*SUPPLIED PASSAGE*
5.That on 21/6/2023, the 2nd respondent served the applicants with a 45 days Notification of Sale threatening to sell off by public auction on 29/8/2023, the Edible Oil processing plant together with machinery housed on the suit properties on account of an alleged erroneous debt owing by the 1st applicant to the 1st respondent in the sum of Kshs. 2,074,141,143.19 and USD 15,795.89, respectively.
6.That the 1st respondent had instructed the 2nd respondent to proceed and advertise the suit properties for sale which advertisement if not prohibited, would occasion great prejudice to the applicants and will further clog the 1st applicant’s equity of redemption.
7.The applicants complained that Messrs. Axis Real Estate Limited had conducted a valuation of the processing plant and gave a grossly undervalue market price of Kshs. 1,695,800,000/= and a forced sale value of Kshs. 1,271,850,000/= as at 12/4/2023. That the 1st respondent’s valuers Messrs. Turner and Townsend Limited had earlier on valued the suit property at Kshs. 5,465,125,770.53 on 14/7/2022.

(Stored records)
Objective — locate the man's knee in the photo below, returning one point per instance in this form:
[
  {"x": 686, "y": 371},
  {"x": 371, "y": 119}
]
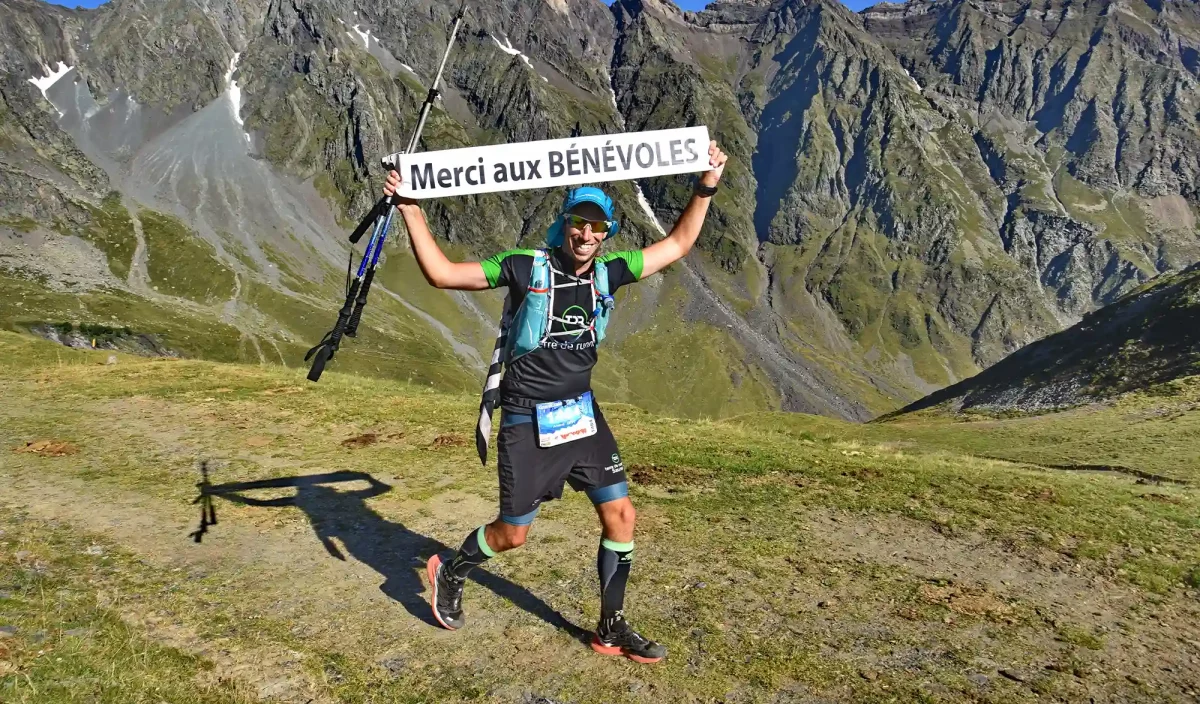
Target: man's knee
[
  {"x": 504, "y": 536},
  {"x": 618, "y": 513}
]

*PROBLEM A*
In the court excerpt, on what date was the public auction of the Edible Oil processing plant set to take place?
*PROBLEM B*
Rewrite the part of the court excerpt running from "5.That on 21/6/2023, the" down to "equity of redemption.", renaming "2nd respondent" as "second respondent".
The records are separate material from the court excerpt.

*CORRECT RESULT A*
29/8/2023

*CORRECT RESULT B*
5.That on 21/6/2023, the second respondent served the applicants with a 45 days Notification of Sale threatening to sell off by public auction on 29/8/2023, the Edible Oil processing plant together with machinery housed on the suit properties on account of an alleged erroneous debt owing by the 1st applicant to the 1st respondent in the sum of Kshs. 2,074,141,143.19 and USD 15,795.89, respectively.
6.That the 1st respondent had instructed the second respondent to proceed and advertise the suit properties for sale which advertisement if not prohibited, would occasion great prejudice to the applicants and will further clog the 1st applicant’s equity of redemption.